**Data records:**
────────

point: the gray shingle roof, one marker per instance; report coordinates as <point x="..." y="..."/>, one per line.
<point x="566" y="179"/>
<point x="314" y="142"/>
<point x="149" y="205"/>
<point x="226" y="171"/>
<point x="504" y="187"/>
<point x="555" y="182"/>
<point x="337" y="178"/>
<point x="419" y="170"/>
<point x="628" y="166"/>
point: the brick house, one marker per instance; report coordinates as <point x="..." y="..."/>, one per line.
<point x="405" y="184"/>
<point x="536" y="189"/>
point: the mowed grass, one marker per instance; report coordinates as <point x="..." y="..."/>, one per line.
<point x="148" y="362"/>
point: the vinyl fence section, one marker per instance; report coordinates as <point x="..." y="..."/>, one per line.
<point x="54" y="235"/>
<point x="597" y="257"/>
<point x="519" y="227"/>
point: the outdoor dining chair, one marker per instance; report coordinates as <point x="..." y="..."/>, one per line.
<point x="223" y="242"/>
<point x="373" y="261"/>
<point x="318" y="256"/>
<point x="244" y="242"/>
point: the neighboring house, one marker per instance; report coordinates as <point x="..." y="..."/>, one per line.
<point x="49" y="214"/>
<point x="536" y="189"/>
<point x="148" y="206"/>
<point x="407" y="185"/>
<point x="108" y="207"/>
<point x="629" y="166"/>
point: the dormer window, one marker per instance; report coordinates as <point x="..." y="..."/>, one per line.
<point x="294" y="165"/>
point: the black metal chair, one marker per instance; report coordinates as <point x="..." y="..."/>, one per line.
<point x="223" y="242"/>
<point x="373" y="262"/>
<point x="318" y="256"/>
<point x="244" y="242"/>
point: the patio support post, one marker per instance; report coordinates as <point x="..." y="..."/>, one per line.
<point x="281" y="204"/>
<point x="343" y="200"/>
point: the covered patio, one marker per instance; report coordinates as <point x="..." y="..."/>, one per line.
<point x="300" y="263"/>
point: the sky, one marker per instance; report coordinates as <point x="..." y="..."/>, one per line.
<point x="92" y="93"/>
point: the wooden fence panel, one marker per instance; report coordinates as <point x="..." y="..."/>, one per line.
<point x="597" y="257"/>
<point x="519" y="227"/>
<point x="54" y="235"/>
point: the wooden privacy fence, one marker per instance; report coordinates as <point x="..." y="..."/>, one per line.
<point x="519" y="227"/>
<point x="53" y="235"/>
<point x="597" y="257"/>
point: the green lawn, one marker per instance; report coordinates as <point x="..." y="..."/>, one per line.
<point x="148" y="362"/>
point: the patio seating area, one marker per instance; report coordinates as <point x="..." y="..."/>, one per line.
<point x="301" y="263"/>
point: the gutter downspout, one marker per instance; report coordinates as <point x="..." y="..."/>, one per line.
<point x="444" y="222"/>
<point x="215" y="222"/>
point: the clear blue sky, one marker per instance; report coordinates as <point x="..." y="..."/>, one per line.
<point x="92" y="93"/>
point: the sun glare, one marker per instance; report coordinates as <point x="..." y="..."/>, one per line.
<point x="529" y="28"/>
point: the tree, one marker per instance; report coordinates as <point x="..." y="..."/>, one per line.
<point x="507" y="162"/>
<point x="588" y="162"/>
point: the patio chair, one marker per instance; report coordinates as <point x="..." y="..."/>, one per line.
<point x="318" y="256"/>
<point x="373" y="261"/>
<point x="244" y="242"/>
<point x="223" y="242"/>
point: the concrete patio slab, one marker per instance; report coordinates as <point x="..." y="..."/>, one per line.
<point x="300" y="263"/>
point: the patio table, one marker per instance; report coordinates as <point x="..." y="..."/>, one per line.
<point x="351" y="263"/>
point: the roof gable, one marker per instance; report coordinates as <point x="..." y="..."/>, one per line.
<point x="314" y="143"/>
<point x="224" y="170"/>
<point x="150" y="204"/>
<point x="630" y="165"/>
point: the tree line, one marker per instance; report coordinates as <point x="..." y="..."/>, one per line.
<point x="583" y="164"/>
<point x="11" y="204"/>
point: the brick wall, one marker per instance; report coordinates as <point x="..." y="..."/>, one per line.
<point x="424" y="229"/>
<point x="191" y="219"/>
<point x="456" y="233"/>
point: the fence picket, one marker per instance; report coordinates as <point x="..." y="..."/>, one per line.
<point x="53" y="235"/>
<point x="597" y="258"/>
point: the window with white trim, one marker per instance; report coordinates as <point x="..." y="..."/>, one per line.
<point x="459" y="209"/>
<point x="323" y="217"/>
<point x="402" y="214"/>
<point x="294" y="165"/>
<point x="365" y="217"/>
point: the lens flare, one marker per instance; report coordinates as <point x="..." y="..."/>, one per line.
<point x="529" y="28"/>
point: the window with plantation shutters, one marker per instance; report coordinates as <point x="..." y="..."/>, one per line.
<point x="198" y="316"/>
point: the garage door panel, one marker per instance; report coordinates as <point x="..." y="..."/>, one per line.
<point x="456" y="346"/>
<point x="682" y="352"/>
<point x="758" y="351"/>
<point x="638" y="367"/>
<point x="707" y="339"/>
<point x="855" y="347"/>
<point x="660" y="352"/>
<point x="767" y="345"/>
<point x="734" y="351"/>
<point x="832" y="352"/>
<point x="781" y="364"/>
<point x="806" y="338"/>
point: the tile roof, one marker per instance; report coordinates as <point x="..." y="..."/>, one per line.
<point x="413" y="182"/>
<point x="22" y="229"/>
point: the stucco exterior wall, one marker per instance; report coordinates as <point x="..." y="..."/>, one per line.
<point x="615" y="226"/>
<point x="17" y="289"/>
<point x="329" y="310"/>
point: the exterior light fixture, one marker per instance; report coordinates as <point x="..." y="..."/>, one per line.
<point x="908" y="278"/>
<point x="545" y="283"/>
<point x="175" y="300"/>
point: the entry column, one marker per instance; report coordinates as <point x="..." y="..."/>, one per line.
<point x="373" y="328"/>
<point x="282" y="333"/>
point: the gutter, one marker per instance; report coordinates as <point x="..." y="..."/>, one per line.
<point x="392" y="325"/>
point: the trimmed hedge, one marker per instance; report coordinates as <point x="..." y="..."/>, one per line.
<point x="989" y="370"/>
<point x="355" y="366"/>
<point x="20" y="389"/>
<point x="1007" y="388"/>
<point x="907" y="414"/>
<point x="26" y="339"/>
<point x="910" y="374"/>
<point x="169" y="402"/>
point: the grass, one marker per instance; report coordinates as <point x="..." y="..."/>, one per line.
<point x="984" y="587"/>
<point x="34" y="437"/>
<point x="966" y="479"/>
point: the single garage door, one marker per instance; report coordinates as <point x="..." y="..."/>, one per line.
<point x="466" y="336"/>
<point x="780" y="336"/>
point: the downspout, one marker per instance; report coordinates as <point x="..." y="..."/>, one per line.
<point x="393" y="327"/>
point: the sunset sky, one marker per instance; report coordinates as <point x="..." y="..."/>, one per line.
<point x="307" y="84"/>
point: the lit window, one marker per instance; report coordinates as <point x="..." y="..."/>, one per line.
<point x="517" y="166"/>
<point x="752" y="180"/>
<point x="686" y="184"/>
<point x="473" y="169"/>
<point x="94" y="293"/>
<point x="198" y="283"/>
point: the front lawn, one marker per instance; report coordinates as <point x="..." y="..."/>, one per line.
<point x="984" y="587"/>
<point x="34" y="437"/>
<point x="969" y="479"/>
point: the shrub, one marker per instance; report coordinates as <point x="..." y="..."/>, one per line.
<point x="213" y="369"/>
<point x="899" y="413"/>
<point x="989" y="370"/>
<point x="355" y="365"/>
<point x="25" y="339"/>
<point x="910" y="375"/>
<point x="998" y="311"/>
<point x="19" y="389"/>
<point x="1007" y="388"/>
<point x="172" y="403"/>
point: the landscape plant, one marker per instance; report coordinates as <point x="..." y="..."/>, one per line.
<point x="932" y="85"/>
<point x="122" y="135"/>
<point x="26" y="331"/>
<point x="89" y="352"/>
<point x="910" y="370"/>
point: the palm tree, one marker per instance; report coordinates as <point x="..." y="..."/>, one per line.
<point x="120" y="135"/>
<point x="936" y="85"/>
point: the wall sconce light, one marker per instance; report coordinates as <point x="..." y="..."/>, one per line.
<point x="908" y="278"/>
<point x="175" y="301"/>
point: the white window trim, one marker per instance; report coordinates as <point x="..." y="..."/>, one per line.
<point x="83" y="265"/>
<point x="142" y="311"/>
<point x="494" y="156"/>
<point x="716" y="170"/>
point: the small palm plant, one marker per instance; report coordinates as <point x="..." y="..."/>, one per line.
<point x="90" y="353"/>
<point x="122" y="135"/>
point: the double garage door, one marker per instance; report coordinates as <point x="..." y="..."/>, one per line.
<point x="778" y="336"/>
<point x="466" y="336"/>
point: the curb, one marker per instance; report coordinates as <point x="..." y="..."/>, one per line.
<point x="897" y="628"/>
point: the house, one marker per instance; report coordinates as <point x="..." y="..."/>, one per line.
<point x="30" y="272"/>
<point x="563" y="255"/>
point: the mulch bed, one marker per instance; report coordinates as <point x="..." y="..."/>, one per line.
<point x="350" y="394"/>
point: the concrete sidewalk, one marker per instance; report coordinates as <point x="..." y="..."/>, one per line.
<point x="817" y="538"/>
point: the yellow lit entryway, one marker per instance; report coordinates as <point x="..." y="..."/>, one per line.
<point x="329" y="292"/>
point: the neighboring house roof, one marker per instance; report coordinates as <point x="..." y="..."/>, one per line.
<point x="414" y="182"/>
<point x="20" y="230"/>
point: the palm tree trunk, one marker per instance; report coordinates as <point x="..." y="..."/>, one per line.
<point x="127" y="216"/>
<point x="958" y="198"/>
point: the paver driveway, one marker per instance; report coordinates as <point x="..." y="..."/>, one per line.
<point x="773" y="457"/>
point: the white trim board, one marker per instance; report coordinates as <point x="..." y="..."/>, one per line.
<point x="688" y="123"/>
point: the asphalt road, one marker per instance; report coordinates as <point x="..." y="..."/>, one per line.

────────

The required result is an exact repeat of the records above from the line containing "point: the concrete sidewalk, one" to their final line.

point: the concrete sidewalk, one marker per instance; report coordinates as <point x="..." y="..."/>, one per line.
<point x="817" y="538"/>
point: the yellow lit entryway, one marker per instance; report coordinates as <point x="..." y="..."/>, one per line.
<point x="329" y="292"/>
point: the neighboring house roof, one marker per instance; report coordinates as <point x="..." y="..."/>, one per line.
<point x="414" y="182"/>
<point x="20" y="230"/>
point: the palm tree trunk, one marker per instance; report coordinates as <point x="..." y="..."/>, one per line.
<point x="127" y="216"/>
<point x="958" y="198"/>
point: the paver driveway, one marker per instance; report coordinates as <point x="..." y="..."/>, one per line.
<point x="773" y="457"/>
point: the white trim board, one marker per instance; report coordinates as <point x="..." y="..."/>, one per line.
<point x="688" y="123"/>
point: the asphalt road, one marker per instance; report coordinates as <point x="..." y="..."/>, one per line.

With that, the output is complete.